• **Data**:
┄┄┄┄┄┄┄┄┄┄

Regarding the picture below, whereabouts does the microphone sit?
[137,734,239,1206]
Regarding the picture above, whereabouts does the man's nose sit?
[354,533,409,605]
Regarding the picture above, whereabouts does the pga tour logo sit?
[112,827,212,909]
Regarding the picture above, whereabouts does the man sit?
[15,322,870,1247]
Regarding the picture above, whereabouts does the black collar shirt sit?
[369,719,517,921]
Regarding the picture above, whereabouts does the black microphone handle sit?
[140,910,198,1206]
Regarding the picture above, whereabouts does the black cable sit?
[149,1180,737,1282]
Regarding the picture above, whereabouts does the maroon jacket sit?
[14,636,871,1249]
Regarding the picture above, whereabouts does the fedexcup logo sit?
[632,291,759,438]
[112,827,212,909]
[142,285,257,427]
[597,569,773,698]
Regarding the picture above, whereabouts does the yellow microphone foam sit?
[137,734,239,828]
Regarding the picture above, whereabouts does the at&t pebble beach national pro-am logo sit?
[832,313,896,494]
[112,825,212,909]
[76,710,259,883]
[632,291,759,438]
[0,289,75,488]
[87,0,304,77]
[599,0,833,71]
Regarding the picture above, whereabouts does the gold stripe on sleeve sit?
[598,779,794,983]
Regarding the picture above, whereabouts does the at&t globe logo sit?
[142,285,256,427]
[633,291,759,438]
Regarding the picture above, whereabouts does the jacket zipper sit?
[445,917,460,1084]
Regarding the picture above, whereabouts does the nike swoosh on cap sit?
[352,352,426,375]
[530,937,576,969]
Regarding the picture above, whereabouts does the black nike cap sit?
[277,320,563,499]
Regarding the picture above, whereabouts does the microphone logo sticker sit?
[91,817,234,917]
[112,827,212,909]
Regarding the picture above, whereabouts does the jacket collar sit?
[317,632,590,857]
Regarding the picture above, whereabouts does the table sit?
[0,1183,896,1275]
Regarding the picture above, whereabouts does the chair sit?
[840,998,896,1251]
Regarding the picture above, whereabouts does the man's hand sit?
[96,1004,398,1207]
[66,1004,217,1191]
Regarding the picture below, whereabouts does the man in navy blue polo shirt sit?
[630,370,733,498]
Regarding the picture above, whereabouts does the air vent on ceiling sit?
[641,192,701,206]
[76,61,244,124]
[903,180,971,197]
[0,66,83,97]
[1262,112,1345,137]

┄┄┄┄┄┄┄┄┄┄

• **Written request**: Switch "whereabouts" to "where" throughout all the records above, and write the lines out again with nothing else altered.

• **Answer to this exercise**:
Regarding the picture below, where does the microphone sit?
[137,734,239,1206]
Regarding the picture above, where does the man's nose sit?
[354,533,409,605]
Regarding the picture above, where does the pga tour logo sit?
[112,827,212,909]
Regarding the picture above, where does the man sit?
[15,322,870,1247]
Regarding the picture above, where does the black collar shirt sit?
[369,719,517,921]
Regarding the picture above, where does the black microphone handle sit?
[140,910,198,1206]
Regarding the picture above, where does the black cable sit?
[149,1180,737,1282]
Regarding the picture above, where does the maroon jacket sit?
[14,636,871,1249]
Regarding the picture above, where does the fedexcup logo sit?
[632,291,759,438]
[112,827,212,909]
[142,285,257,427]
[597,569,773,698]
Regarding the picture above, where does the yellow microphone foam sit?
[137,734,239,828]
Regarding the picture above, where does the at&t pebble beach national pro-am logo sit?
[832,313,896,494]
[112,825,212,909]
[76,710,259,883]
[632,291,759,438]
[0,289,75,488]
[87,0,304,77]
[599,0,833,71]
Regarding the picture above, where does the gold stripe on sleeve sit?
[598,779,794,983]
Regarding the picture above, where does the at&t globe logo sit?
[142,285,256,427]
[633,291,759,438]
Regarding the picture above, where does the jacket zipper sit?
[445,917,460,1084]
Regarding the picture above, where does the nike swoosh on cap sit?
[352,352,426,375]
[530,937,576,969]
Regarding the picture above, where does the black nike cap sit?
[277,320,563,499]
Regarding the picture above, where does the microphone logo sticker sit?
[91,817,234,917]
[112,827,212,909]
Regarding the picture above, where does the jacket collar sit?
[317,632,590,857]
Regarding the picture above, where does the table sit?
[0,1183,896,1275]
Regarding the picture above, where does the chair sit?
[840,998,896,1251]
Regarding the picture above, where does the man's hand sit?
[96,1004,398,1207]
[66,1004,217,1191]
Regarding the picture below, where does the man in navy blue polo shirt sit?
[630,370,733,498]
Regarding the picture above, where does the air vent on ceiling sit?
[641,192,701,206]
[76,61,244,124]
[903,180,971,197]
[0,66,83,97]
[1262,112,1345,137]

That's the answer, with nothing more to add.